In the part of the records that opens with the line containing "# Mark the region of the person" and runs through the end of the records, change "standing" to "walking" and give those lines again with nothing else altered.

[Some records]
= = =
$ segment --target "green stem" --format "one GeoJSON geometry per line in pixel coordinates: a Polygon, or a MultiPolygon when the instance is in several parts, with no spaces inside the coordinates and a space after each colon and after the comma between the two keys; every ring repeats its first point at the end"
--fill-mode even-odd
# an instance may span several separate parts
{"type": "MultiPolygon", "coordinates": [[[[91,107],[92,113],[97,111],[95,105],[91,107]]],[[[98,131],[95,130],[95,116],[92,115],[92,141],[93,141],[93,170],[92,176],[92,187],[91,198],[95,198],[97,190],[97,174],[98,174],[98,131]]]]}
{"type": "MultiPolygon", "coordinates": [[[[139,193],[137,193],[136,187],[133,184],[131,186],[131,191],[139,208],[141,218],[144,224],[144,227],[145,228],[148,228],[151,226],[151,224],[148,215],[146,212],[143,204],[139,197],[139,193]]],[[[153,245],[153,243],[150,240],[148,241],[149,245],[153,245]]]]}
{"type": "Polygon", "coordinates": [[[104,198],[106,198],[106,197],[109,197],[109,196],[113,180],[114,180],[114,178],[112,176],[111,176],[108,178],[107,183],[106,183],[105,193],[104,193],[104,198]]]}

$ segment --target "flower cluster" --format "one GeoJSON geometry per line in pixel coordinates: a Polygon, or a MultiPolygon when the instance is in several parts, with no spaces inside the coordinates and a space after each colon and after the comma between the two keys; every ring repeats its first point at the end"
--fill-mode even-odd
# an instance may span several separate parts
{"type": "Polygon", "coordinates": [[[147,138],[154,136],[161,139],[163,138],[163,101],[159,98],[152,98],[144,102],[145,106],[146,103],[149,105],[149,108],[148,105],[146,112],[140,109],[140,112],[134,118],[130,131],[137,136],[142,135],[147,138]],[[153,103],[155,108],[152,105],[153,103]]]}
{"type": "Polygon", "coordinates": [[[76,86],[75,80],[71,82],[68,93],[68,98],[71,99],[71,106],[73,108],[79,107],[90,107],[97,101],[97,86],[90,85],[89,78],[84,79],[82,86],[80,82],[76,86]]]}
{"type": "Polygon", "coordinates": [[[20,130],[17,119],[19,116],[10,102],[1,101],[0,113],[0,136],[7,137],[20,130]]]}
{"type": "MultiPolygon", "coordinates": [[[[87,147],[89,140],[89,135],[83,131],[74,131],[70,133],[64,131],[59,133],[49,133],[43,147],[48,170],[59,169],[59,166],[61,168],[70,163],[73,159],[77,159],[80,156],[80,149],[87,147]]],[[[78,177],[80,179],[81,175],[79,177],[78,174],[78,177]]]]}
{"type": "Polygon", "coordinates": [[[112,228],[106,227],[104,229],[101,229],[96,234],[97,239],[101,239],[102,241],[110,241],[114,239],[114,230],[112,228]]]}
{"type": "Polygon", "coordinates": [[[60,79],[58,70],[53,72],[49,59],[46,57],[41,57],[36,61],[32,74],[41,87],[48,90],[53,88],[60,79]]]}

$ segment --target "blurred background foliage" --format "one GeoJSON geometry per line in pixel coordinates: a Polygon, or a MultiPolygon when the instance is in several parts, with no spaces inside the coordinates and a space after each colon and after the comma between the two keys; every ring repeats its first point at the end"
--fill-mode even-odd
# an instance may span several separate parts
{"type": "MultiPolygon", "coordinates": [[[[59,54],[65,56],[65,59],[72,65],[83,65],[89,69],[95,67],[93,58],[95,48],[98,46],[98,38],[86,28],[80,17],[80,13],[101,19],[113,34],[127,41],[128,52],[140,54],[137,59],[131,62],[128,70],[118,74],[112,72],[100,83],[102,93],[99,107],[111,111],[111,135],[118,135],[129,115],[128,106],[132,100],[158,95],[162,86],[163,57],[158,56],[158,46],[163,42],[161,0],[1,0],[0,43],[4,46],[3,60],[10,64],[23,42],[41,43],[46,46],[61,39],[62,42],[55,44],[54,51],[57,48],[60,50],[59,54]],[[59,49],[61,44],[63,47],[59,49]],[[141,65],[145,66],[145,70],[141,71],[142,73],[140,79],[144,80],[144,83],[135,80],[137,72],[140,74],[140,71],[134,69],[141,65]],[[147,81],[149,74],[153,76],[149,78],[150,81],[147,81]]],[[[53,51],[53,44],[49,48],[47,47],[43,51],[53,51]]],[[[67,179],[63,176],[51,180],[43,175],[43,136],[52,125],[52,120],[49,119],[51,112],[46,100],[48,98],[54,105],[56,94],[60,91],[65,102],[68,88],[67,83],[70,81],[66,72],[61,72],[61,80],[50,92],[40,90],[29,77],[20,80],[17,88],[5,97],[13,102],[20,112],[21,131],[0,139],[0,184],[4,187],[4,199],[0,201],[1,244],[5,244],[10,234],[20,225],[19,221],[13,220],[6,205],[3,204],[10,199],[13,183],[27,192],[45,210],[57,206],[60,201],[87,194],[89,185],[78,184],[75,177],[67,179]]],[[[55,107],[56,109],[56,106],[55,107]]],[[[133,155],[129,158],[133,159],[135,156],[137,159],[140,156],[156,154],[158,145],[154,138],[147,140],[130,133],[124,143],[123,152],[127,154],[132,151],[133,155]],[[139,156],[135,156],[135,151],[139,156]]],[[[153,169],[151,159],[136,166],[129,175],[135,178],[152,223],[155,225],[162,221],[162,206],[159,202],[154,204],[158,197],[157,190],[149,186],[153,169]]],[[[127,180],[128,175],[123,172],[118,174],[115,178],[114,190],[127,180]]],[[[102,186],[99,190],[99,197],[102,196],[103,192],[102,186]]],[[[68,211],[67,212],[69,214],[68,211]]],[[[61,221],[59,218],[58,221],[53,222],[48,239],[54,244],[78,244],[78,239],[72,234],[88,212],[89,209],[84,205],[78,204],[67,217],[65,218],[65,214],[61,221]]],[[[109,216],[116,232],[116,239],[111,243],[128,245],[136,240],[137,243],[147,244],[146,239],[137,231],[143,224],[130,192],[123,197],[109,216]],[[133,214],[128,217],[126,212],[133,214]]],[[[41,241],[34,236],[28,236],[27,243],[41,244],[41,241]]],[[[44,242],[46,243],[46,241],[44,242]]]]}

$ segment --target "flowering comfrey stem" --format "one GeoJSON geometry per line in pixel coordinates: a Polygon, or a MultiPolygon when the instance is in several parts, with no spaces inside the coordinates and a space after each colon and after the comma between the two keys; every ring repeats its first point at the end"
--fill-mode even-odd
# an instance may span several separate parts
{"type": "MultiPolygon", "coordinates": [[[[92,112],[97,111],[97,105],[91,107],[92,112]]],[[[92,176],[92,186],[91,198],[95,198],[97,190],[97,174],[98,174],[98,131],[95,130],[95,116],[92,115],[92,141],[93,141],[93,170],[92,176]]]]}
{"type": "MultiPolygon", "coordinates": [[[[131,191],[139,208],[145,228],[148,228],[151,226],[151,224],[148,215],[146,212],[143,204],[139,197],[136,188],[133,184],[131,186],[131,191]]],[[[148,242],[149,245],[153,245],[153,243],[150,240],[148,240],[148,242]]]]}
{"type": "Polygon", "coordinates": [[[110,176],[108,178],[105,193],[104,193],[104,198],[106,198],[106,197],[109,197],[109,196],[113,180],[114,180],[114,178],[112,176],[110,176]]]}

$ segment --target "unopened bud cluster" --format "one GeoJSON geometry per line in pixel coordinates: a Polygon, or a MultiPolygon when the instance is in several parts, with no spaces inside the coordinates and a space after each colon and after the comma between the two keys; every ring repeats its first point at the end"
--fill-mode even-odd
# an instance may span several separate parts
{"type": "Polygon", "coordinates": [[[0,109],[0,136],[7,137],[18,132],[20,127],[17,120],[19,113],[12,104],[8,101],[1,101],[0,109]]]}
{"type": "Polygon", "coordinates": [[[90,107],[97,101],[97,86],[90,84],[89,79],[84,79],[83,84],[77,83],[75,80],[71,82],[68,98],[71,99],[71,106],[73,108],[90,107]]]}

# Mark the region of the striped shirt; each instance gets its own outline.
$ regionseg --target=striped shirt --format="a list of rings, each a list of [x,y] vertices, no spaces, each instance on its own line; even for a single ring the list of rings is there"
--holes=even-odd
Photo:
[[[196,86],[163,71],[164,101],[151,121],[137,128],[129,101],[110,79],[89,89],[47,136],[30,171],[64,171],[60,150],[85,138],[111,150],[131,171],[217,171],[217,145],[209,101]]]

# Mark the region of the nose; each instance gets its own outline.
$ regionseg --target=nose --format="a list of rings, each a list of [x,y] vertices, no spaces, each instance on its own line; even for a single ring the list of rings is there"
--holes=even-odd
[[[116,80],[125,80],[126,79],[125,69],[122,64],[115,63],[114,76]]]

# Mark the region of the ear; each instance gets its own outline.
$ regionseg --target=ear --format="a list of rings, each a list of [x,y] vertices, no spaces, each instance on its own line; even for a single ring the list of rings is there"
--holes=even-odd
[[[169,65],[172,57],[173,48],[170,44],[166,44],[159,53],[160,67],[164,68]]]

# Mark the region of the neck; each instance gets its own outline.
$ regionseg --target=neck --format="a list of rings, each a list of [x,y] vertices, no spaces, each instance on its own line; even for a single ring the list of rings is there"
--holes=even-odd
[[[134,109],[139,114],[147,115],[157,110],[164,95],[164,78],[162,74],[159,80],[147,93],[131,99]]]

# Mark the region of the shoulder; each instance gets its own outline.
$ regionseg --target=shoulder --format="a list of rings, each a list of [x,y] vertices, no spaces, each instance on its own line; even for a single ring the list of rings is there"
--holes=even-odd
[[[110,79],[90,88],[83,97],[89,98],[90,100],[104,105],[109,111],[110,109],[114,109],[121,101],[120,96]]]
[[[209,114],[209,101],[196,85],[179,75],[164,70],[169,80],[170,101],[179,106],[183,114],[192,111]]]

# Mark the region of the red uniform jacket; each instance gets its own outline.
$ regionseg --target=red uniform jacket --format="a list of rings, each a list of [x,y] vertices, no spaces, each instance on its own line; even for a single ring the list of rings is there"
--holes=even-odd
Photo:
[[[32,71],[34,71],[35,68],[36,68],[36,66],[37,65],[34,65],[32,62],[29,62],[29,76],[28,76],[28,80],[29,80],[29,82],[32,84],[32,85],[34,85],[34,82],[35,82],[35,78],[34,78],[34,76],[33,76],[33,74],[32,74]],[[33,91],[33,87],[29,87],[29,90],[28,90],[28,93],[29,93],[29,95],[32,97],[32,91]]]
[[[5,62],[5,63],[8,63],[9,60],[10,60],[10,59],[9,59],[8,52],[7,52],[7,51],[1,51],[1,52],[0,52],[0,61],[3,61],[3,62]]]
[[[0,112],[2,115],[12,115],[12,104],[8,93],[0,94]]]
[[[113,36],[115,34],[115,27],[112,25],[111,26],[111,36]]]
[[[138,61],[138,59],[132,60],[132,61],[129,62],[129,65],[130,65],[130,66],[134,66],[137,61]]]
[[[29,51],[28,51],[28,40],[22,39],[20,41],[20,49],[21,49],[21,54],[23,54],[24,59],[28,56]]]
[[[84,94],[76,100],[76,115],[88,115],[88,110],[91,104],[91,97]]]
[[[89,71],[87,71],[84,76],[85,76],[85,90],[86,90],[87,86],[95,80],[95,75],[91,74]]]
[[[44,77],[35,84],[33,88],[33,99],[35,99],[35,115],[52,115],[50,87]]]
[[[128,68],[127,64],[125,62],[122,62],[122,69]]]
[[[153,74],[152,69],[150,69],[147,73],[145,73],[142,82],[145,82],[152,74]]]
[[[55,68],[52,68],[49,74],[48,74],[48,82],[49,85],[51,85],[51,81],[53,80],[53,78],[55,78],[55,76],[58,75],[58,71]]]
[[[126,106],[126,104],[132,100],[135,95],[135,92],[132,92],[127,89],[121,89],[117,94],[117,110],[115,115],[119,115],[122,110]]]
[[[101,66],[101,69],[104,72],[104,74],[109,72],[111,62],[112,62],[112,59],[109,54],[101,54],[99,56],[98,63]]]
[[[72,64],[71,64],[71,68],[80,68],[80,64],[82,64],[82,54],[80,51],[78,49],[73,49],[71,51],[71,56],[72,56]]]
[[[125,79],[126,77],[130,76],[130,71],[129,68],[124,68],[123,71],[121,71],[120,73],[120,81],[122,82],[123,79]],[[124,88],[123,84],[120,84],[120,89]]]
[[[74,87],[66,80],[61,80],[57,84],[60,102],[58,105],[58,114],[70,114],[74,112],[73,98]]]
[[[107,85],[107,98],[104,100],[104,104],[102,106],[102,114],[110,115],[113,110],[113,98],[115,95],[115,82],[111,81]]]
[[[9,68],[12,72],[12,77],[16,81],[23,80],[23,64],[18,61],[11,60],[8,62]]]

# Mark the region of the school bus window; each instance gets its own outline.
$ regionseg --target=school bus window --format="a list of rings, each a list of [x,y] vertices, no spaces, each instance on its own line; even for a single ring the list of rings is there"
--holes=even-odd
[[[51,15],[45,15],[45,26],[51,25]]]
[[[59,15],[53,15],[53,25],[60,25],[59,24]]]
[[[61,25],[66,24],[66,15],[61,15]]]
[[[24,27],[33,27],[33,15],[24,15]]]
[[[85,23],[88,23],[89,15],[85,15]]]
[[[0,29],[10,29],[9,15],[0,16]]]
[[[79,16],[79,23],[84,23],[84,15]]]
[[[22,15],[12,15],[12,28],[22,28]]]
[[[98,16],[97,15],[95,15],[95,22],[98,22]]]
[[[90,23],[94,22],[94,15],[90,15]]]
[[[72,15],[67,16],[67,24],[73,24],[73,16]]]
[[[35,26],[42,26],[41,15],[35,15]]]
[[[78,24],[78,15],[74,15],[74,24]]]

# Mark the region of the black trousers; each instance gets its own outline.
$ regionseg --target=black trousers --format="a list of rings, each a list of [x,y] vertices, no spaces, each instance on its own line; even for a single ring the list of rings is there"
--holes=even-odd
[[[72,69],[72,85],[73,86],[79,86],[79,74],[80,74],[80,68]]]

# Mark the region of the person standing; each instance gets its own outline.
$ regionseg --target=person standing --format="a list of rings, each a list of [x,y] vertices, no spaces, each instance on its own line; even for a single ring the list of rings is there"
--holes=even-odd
= = =
ANSWER TO THIS PROBLEM>
# Mark the region of the person walking; each instance gets its own outline.
$ regionseg --target=person walking --format="a list of rings, each a list of [x,y] vertices, no spaces, each instance on its own line; even for a single ring the list of rings is there"
--holes=even-odd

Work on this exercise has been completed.